Your goal →
Set down every entry again word for word, please, but skip the pictures.

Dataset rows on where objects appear
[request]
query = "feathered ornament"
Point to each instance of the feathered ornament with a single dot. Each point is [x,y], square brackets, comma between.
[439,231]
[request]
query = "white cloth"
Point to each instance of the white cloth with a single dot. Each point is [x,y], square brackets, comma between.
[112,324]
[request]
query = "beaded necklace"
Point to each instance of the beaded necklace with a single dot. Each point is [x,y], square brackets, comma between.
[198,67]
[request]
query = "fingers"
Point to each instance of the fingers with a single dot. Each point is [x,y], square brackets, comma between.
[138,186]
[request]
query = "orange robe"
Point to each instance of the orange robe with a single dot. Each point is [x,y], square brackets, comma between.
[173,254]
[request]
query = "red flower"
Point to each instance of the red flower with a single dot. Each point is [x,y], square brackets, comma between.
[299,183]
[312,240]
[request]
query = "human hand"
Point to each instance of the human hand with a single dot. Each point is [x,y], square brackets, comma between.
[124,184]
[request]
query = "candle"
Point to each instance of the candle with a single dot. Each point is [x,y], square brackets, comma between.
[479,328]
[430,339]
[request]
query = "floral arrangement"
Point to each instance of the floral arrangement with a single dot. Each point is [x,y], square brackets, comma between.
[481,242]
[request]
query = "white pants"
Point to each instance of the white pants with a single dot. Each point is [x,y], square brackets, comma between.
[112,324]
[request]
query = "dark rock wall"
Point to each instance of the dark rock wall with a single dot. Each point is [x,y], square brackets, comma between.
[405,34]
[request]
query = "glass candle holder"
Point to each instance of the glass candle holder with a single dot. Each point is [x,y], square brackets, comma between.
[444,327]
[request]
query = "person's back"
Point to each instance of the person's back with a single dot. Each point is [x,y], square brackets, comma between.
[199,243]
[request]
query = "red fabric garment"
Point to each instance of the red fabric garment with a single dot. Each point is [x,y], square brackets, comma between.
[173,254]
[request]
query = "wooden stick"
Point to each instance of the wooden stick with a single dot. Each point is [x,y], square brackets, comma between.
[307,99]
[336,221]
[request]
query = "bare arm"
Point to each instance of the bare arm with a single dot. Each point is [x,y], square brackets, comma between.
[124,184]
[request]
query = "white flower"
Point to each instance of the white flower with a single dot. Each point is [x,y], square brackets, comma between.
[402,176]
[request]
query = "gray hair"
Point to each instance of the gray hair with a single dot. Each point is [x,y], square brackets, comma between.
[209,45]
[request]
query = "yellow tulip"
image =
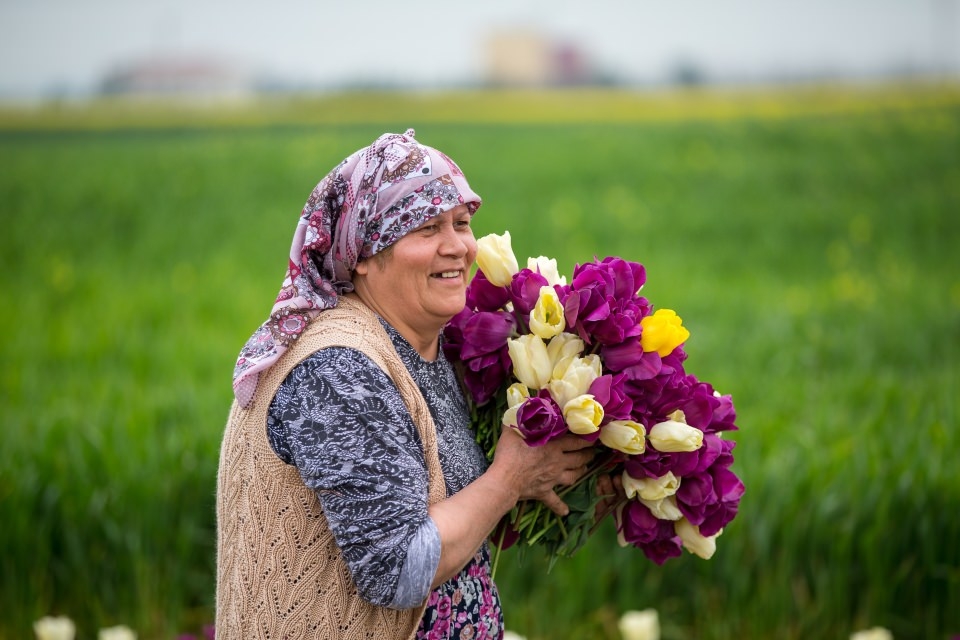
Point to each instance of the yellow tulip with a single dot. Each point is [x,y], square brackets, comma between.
[583,414]
[662,332]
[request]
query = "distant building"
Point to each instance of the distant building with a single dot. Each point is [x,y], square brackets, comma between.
[530,59]
[178,76]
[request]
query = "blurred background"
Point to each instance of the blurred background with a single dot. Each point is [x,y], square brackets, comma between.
[788,172]
[62,49]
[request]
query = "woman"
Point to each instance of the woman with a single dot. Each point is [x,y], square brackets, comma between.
[352,501]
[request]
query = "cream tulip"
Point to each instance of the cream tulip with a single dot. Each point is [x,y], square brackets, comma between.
[547,319]
[665,509]
[117,633]
[516,394]
[675,435]
[703,546]
[55,628]
[563,348]
[624,435]
[583,414]
[547,267]
[650,488]
[639,625]
[573,376]
[496,259]
[531,363]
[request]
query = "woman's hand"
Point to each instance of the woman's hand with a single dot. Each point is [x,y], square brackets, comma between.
[534,472]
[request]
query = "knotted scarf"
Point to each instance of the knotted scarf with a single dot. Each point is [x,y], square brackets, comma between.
[367,203]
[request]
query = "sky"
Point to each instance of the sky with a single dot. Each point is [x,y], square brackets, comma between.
[69,45]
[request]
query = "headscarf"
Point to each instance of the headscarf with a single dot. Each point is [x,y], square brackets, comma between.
[369,201]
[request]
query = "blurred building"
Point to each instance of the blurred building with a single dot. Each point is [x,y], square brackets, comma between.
[530,59]
[178,76]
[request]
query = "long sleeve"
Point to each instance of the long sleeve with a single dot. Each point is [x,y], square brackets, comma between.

Solution →
[request]
query = "feathered ornament"
Point to each instance of the feathered ornament with a single dot. Each point is [x,y], square brackets, comma between.
[439,231]
[request]
query = "white cloth"
Point to each instance of the white cloth with a single dot. Each point is [x,y], square brackets, comma between.
[112,324]
[request]
query = "beaded necklace"
Point to each instance of the beaded necklace with a single dot. Each point is [x,y], square brackets, comma between.
[198,67]
[request]
query = "fingers"
Point to each instance of the fingers with a single dot. Each point is [x,y], square brackets, comma between.
[138,186]
[request]
query = "orange robe"
Point to each instance of the orange robe with a single dot. Each point is [x,y], square brackets, comma between.
[173,254]
[request]
query = "red flower"
Point to each instance of the red flower with a single dot. Each point is [x,y], square brackets, comma between.
[299,183]
[312,240]
[request]
query = "human hand"
Point to each instance of the human hand with a single dot. Each point is [x,y], square brackets, comma between.
[124,184]
[request]
query = "candle"
Point to each instance of the candle with a single dot. Each point is [x,y], square brackets, comma between.
[479,328]
[430,339]
[request]
query = "floral arrangement"
Point to each instance of the floral arrangement with a single dot. Each point is [x,y], square brackets, comma between.
[481,242]
[request]
query = "white pants"
Point to each instance of the white pants with a single dot. Each point is [x,y], square brackets, comma between.
[112,324]
[request]
query = "dark rock wall"
Point to each instance of the dark rock wall with a single dot. Each point is [x,y], square brackets, comma between.
[405,34]
[request]
query = "glass candle holder"
Point to each instance of the glass candle holder with a single dot. Each point is [x,y], square brackets, comma between.
[444,327]
[request]
query = "person's back"
Point to each instance of the person's back with a single dot. Each point is [x,y], square brackets, comma between.
[199,243]
[request]
query = "red fabric garment"
Point to each instance of the red fabric garment with a single dot. Each point is [x,y], square brackets, comma between.
[173,254]
[request]
query = "wooden stick"
Point to each instance of the wooden stick with a single dot. Each point is [x,y], square brackets, comma between.
[307,99]
[336,221]
[request]
query = "bare arm"
Point to each instance of the bare arm with a single dot. Each point is [x,y], square brackets, comma between.
[124,184]
[request]
query = "white flower"
Point to each instance of the white flower with a single dot. Each point is [x,y], square brackets, comma between.
[402,176]
[request]
query = "gray hair"
Point to each instance of the gray hair with a single dot. Each point is [x,y], square brackets, comma between.
[209,45]
[request]
query = "yellow tulip"
image =
Point to each instance of the yellow tulip with a single dot. Each point is [x,y], square brackets, comma between.
[583,414]
[662,332]
[request]
query = "distant building"
Point to each instance of the distant building with a single dot. Each point is [x,y], square brackets, comma between.
[530,59]
[178,76]
[request]
query = "blurred background"
Point to each instance of the blurred background with a single dot. Each point is [x,y], square brackets, comma between.
[788,172]
[62,49]
[request]
query = "woman"
Point to each instance of the woman with a single dot. Each point is [x,y], square brackets, comma between.
[352,501]
[request]
query = "cream tulip"
Point to each instance of the cream tulip with a single dot. Each point is [x,y], square brackets, comma between.
[547,319]
[665,509]
[117,633]
[516,394]
[675,435]
[703,546]
[55,628]
[563,348]
[624,435]
[583,414]
[547,267]
[650,488]
[639,625]
[573,376]
[496,259]
[531,363]
[request]
query = "woman's hand"
Point to each instance of the woman's hand with a single dot. Each point is [x,y], square brackets, comma between.
[534,472]
[request]
query = "knotted scarf"
Point to each instance of the knotted scarf with a single dot. Each point is [x,y], square brackets, comma between.
[367,203]
[request]
query = "sky"
Point to each instance of the sky with a single dot. Each point is [x,y], square brackets, comma between.
[69,45]
[request]
query = "headscarf"
Point to each instance of the headscarf with a single dot. Each point is [x,y], square brackets, comma between.
[369,201]
[request]
query = "blurred building"
Point to each instance of the blurred building with a single dot. Each point is [x,y], square brackets, comma between.
[530,59]
[178,76]
[request]
query = "long sleeve"
Point to each instance of the long sleeve with a single dot. Each point is [x,y], square brackets, comma between.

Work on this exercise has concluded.